* [Set problem]
Put the entries, from the very first line through the line containing "left=178, top=190, right=311, bottom=332", into a JSON list of strings with one string per line. Include both of those lines and skip any blank lines.

* [Data provided]
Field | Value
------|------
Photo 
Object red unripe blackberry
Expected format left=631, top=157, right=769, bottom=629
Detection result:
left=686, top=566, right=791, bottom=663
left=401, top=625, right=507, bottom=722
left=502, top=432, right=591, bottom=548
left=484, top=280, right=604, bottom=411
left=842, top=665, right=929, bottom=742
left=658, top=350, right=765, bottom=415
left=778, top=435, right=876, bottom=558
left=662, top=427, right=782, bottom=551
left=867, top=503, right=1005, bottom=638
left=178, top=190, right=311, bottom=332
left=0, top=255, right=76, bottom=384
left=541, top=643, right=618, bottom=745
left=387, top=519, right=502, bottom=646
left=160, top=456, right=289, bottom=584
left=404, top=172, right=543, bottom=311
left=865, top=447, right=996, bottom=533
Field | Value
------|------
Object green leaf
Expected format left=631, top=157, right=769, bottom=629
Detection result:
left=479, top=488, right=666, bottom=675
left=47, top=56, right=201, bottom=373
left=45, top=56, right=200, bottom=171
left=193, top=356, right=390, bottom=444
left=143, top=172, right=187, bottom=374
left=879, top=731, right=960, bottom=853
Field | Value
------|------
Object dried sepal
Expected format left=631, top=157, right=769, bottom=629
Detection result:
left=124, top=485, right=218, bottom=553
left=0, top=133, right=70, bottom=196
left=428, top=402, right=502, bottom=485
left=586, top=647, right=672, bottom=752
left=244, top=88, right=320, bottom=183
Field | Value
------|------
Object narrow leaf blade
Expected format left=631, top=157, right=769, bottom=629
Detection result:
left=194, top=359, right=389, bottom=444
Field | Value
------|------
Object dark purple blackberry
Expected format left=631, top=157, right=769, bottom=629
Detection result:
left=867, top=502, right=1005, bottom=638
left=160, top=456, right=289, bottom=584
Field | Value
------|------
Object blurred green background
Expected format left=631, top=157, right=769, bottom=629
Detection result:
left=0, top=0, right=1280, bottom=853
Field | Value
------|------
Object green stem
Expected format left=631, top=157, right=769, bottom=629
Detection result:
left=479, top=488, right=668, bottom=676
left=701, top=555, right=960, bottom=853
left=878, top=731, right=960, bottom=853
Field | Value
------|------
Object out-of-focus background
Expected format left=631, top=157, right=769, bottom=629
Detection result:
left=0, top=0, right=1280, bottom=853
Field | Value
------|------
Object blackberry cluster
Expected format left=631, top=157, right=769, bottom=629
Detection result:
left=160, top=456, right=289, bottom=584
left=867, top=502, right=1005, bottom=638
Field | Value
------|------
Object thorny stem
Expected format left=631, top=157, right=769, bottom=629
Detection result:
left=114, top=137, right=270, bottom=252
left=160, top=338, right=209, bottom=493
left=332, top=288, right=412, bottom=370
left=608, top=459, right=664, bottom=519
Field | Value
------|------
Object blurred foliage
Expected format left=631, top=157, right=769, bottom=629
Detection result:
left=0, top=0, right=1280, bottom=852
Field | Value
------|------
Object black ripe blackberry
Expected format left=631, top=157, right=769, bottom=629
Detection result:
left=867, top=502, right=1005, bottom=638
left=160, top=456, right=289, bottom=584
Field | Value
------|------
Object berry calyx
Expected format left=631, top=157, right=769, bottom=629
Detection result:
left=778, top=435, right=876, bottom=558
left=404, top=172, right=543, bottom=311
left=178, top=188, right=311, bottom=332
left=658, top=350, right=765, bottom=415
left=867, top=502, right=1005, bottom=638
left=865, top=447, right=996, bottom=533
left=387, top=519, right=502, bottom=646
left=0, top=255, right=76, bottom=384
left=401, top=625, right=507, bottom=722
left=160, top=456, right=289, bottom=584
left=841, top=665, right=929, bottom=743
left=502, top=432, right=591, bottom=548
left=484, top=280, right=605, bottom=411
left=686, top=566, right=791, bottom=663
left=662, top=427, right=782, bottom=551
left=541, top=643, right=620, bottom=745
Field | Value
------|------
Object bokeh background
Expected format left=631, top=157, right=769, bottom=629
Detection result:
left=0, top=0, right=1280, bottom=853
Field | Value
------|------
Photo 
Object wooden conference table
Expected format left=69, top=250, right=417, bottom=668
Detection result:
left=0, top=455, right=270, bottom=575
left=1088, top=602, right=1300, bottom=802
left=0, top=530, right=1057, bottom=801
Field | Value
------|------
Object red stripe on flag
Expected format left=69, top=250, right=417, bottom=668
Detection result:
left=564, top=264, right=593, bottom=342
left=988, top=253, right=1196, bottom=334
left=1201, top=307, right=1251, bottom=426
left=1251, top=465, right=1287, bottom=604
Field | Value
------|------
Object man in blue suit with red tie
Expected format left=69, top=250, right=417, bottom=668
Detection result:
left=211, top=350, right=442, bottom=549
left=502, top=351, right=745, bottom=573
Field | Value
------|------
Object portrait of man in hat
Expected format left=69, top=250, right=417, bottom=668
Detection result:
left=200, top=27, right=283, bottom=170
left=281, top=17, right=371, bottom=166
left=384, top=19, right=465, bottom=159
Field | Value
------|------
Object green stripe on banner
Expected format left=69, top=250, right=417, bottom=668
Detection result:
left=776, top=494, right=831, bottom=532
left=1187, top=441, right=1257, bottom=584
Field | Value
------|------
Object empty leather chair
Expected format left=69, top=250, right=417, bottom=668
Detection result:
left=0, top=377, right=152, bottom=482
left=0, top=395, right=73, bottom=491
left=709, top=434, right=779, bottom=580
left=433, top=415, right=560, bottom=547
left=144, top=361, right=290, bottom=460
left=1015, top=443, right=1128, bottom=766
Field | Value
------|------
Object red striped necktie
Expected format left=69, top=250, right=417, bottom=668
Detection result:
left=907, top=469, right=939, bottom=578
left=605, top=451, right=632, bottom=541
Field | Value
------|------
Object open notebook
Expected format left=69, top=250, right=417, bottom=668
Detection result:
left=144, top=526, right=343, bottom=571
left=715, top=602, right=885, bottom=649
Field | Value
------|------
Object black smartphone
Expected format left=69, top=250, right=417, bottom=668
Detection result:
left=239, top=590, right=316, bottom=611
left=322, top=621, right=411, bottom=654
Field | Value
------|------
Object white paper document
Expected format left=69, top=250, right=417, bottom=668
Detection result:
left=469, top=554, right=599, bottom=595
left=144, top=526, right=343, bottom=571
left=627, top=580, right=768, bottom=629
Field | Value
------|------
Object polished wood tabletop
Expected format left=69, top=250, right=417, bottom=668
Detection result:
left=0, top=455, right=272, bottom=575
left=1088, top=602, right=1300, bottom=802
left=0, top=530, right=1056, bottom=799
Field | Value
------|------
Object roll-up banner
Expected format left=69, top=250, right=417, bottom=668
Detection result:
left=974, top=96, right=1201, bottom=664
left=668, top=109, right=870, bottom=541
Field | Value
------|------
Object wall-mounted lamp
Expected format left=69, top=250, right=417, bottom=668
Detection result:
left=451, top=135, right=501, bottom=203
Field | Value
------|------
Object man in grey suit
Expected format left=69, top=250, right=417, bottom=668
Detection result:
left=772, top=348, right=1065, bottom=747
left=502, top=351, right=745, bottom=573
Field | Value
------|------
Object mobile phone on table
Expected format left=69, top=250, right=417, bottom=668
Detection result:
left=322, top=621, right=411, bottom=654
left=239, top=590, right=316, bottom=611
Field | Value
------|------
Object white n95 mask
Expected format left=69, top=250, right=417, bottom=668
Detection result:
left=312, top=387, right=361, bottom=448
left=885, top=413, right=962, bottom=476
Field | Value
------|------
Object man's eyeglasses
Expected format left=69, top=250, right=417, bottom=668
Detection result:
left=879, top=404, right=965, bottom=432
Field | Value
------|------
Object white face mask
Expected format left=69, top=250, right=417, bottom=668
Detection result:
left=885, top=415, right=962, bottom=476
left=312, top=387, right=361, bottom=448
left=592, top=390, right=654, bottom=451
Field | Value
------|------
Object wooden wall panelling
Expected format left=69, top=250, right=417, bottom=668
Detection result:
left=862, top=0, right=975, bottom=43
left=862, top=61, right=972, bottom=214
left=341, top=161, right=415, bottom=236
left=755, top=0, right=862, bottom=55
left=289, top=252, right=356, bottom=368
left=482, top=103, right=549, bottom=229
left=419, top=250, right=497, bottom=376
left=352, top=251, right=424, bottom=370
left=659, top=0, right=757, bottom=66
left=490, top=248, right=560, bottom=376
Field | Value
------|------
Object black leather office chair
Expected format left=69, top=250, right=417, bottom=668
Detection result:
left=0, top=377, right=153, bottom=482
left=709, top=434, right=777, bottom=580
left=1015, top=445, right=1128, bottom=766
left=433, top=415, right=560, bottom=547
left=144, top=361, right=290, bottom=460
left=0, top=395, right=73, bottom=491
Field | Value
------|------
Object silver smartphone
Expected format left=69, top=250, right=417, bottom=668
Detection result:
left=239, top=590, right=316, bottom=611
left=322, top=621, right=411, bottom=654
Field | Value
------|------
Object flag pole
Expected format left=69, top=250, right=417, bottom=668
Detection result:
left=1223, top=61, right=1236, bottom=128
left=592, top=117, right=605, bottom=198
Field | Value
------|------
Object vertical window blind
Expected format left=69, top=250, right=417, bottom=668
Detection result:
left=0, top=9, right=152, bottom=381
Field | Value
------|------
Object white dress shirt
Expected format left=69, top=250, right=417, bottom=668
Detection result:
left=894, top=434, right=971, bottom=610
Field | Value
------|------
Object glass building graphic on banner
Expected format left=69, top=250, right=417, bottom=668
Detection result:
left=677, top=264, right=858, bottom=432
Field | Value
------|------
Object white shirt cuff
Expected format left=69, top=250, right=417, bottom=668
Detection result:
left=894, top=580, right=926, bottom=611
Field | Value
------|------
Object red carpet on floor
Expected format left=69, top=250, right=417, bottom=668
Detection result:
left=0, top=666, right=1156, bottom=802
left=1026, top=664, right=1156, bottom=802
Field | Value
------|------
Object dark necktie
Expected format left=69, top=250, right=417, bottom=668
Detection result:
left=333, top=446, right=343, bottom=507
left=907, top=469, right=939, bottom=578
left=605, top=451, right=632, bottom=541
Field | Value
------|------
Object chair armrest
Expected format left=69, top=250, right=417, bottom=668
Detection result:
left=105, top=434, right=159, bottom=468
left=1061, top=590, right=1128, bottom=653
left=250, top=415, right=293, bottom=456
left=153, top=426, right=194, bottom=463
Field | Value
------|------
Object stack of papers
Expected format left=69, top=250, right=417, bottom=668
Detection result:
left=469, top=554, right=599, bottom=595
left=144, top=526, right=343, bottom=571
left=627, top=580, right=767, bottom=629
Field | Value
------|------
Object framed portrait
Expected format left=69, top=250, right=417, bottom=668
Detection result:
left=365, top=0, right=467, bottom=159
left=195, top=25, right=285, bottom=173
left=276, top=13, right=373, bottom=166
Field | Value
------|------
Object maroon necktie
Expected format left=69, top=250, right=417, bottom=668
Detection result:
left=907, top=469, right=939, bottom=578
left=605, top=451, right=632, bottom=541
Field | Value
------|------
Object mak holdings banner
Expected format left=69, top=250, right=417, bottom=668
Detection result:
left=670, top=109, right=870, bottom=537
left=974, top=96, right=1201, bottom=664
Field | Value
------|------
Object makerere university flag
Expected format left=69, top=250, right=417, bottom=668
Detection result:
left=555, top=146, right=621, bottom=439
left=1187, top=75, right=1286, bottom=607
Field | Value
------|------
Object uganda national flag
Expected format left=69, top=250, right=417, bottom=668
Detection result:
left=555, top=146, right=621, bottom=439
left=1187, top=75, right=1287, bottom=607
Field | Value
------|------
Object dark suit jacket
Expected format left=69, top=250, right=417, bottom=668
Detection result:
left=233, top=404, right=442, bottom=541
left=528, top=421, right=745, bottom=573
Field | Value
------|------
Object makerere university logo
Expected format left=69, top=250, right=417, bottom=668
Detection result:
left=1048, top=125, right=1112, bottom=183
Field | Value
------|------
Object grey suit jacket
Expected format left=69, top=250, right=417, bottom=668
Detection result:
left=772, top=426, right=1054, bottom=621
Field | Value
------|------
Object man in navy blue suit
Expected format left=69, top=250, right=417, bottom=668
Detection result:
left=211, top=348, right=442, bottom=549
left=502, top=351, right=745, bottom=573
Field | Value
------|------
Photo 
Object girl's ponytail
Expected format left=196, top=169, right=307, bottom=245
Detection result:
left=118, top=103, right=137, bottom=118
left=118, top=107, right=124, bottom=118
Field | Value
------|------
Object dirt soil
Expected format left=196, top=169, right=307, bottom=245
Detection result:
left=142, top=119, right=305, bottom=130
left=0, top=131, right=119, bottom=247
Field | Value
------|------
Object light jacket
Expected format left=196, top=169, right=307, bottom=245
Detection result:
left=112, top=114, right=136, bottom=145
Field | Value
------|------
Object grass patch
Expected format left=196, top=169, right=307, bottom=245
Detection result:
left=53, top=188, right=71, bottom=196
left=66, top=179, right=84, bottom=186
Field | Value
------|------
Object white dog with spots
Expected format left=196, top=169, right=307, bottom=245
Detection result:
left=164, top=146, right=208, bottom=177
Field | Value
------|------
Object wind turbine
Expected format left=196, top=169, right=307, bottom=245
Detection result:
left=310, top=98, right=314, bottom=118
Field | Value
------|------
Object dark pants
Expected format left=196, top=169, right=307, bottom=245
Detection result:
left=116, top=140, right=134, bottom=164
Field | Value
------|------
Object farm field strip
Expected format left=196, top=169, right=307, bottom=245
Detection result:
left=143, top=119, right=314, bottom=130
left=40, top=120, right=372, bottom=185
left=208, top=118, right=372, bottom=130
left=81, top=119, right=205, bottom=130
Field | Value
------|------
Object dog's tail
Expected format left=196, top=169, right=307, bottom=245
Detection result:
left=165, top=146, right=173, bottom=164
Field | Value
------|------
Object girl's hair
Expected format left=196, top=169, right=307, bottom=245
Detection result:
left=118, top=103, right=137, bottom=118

* [Output for this exercise]
[
  "Field | Value",
  "------|------",
  "Photo ",
  "Object red unripe blackberry",
  "Expected format left=631, top=157, right=769, bottom=629",
  "Detection result:",
  "left=686, top=566, right=791, bottom=663",
  "left=401, top=625, right=507, bottom=722",
  "left=502, top=432, right=591, bottom=548",
  "left=484, top=280, right=604, bottom=411",
  "left=842, top=665, right=929, bottom=742",
  "left=658, top=350, right=765, bottom=415",
  "left=778, top=435, right=876, bottom=558",
  "left=662, top=427, right=782, bottom=551",
  "left=867, top=503, right=1005, bottom=638",
  "left=178, top=190, right=311, bottom=332"
]